++++ Stored data ++++
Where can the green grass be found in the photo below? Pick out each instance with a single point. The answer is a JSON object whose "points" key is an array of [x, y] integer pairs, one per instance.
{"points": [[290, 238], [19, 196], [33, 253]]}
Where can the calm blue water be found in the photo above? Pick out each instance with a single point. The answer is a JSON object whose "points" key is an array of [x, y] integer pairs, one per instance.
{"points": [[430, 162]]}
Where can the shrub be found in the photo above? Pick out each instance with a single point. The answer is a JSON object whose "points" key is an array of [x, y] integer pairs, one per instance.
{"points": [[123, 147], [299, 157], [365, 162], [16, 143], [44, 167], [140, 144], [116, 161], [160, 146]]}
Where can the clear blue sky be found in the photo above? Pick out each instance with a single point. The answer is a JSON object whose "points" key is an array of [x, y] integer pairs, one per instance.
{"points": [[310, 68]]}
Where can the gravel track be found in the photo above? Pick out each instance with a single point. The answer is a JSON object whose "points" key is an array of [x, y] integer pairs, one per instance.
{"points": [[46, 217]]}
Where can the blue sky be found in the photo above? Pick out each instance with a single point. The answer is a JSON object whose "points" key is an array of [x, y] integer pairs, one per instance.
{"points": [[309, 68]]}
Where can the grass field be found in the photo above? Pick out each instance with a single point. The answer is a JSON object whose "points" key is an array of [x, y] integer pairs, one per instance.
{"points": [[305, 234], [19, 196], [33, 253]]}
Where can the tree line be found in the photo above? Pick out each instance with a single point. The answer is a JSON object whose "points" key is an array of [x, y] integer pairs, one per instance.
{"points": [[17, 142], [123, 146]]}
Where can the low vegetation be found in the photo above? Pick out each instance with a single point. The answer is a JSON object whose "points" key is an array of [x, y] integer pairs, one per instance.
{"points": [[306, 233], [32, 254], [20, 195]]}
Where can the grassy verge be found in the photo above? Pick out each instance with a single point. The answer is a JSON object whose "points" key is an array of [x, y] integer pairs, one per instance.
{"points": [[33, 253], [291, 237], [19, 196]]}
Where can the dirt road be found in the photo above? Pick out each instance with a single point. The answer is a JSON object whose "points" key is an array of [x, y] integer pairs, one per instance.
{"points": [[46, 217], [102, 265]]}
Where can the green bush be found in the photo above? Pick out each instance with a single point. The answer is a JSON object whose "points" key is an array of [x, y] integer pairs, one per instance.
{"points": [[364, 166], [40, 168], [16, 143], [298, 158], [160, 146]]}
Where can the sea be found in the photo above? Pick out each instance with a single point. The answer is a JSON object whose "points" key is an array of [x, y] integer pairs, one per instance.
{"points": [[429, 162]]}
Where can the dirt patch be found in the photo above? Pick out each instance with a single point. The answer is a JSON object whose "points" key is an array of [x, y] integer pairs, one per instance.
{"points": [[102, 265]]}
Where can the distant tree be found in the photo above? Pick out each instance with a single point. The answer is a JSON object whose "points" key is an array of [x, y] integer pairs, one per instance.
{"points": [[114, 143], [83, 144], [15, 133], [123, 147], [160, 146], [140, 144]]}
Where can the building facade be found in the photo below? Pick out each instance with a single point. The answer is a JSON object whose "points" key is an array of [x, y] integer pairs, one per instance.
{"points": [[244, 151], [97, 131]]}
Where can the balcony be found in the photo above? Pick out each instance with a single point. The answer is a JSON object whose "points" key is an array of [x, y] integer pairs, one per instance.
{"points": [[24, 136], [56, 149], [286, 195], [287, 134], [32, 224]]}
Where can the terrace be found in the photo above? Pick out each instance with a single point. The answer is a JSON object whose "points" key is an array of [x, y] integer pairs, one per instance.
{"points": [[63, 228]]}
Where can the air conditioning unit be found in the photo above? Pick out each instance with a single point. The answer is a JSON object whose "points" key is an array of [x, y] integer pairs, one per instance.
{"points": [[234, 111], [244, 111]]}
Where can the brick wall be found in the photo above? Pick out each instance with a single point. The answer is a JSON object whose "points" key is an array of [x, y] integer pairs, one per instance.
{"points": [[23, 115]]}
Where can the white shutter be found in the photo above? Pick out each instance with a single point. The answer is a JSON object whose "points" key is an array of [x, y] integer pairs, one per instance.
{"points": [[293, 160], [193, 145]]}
++++
▶ **Short task**:
Recast every item above as a Markdown table with the columns "Row" and "Line". Give each line its own numbered row and leave out blank lines.

▶ **Output below**:
| Row | Line |
|---|---|
| 1 | Where can the green grass be found in the photo below? Pick out each instance with a single point. The answer is a JSON object whose "points" key is an array of [x, y] integer pairs, one per instance. |
| 2 | {"points": [[290, 238], [19, 196], [33, 253]]} |
| 3 | Where can the calm blue water be found in the photo above? Pick out each instance with a single point. The answer is a JSON object whose "points" key is an array of [x, y] integer pairs, one per instance. |
| 4 | {"points": [[430, 162]]} |
| 5 | Where can the shrub be found in the photo above? Pick out each instance with a single point. The answer is a JSON object whose "points" key is an array of [x, y] integer pairs, one per instance. |
| 6 | {"points": [[123, 147], [299, 157], [365, 162], [16, 143], [44, 167], [140, 144], [116, 161], [160, 146]]} |
| 7 | Where can the clear blue sky be found in the photo above? Pick out each instance with a single point. The answer is a JSON object whose "points" key is an array of [x, y] integer pairs, one per instance. |
| 8 | {"points": [[310, 68]]} |
| 9 | Where can the gravel track be found in the photo above? Pick out each instance with a single point. The answer is a JSON object whose "points" key is an array of [x, y] integer pairs, one per instance. |
| 10 | {"points": [[46, 217]]} |
| 11 | Where can the blue sky be found in the photo above? Pick out each instance with a single point. The answer is a JSON object whose "points" key is an array of [x, y] integer pairs, one per instance. |
| 12 | {"points": [[309, 68]]} |
| 13 | Where can the grass field be found in the photo above? Pick out each instance with a single point. The answer is a JSON object whose "points" key is an array of [x, y] integer pairs, one per instance. |
| 14 | {"points": [[305, 234], [19, 196], [33, 253]]} |
| 15 | Where can the tree line be found in the photo above? Pick out each instance with a single point. The answer is a JSON object whose "points" key is an array of [x, y] integer pairs, one per instance. |
| 16 | {"points": [[17, 142], [123, 146]]} |
| 17 | Where can the low vegetation be found in the photo above? Pick out each instance with a single point. The answer is a JSON object whose "points" key is an array of [x, y] integer pairs, one per instance. |
| 18 | {"points": [[306, 233], [32, 254], [20, 195]]} |
| 19 | Where can the grassy verge be found in the photo above? Pick out each instance with a single point. The answer is a JSON object whose "points" key is an array of [x, y] integer pairs, one per instance. |
| 20 | {"points": [[33, 253], [291, 237], [19, 196]]} |
| 21 | Where can the dirt road be found in the photo above? Pick out each instance with a single point. The answer is a JSON object whose "points" key is an array of [x, y] integer pairs, one per instance. |
| 22 | {"points": [[46, 217], [102, 265]]} |
| 23 | Where can the green bush be found in the photo above? Pick out each instance with a single point. The answer is a JSON object whose "points" key is an array of [x, y] integer pairs, one per instance. |
| 24 | {"points": [[364, 166], [40, 168], [16, 143], [298, 158], [160, 146]]} |
| 25 | Where can the sea be found in the photo above? Pick out each instance with a single point. The answer is a JSON object whose "points" key is an array of [x, y] integer pairs, one per instance. |
| 26 | {"points": [[429, 162]]} |
| 27 | Where can the dirt patch be found in the photo above? Pick out each instance with a single point. The answer is a JSON object whose "points" key is an array of [x, y] integer pairs, one per instance. |
| 28 | {"points": [[102, 265]]} |
| 29 | Where can the distant tree be found in the photo above? Pick out each instance with a single point. The answer is a JSON object whose "points" key is an array of [x, y] integer pairs, one per instance. |
| 30 | {"points": [[114, 143], [83, 144], [15, 133], [123, 147], [160, 146], [140, 144]]} |
| 31 | Where can the building facade be found in the photo below? Pick out each instance with a single point. The answer is a JSON object whose "points" key is an array of [x, y] integer pairs, one per instance. |
| 32 | {"points": [[244, 151], [97, 131]]} |
| 33 | Where can the balcony be found in the photo above? Pick out each instance with a single point. The answer is a JSON object whose "points" key is an array of [x, y] integer pairs, one per instance. |
| 34 | {"points": [[24, 136], [56, 149], [286, 195], [287, 134], [32, 224]]} |
| 35 | Where can the terrace be found in the photo above? Pick out each instance with a single point. The answer is a JSON object whose "points" key is an array of [x, y] integer pairs, one per instance. |
| 36 | {"points": [[63, 228]]} |
| 37 | Where can the air conditioning unit be found in the photo above? Pick out each instance with a single point. The answer is a JSON object whose "points" key is an array of [x, y] integer pairs, one per instance. |
| 38 | {"points": [[234, 111], [244, 111]]} |
| 39 | Where can the brick wall be found in the photo above? Pick out each instance with a single point. The answer is a JSON object whose "points" key is an array of [x, y] integer pairs, one per instance. |
| 40 | {"points": [[23, 115]]} |
| 41 | Where can the white shutter be found in the photo above? Pick out each instance with a single point. The answer is a JSON object whose "points" key is an array of [x, y] integer pairs, one per instance. |
| 42 | {"points": [[293, 160], [193, 145]]} |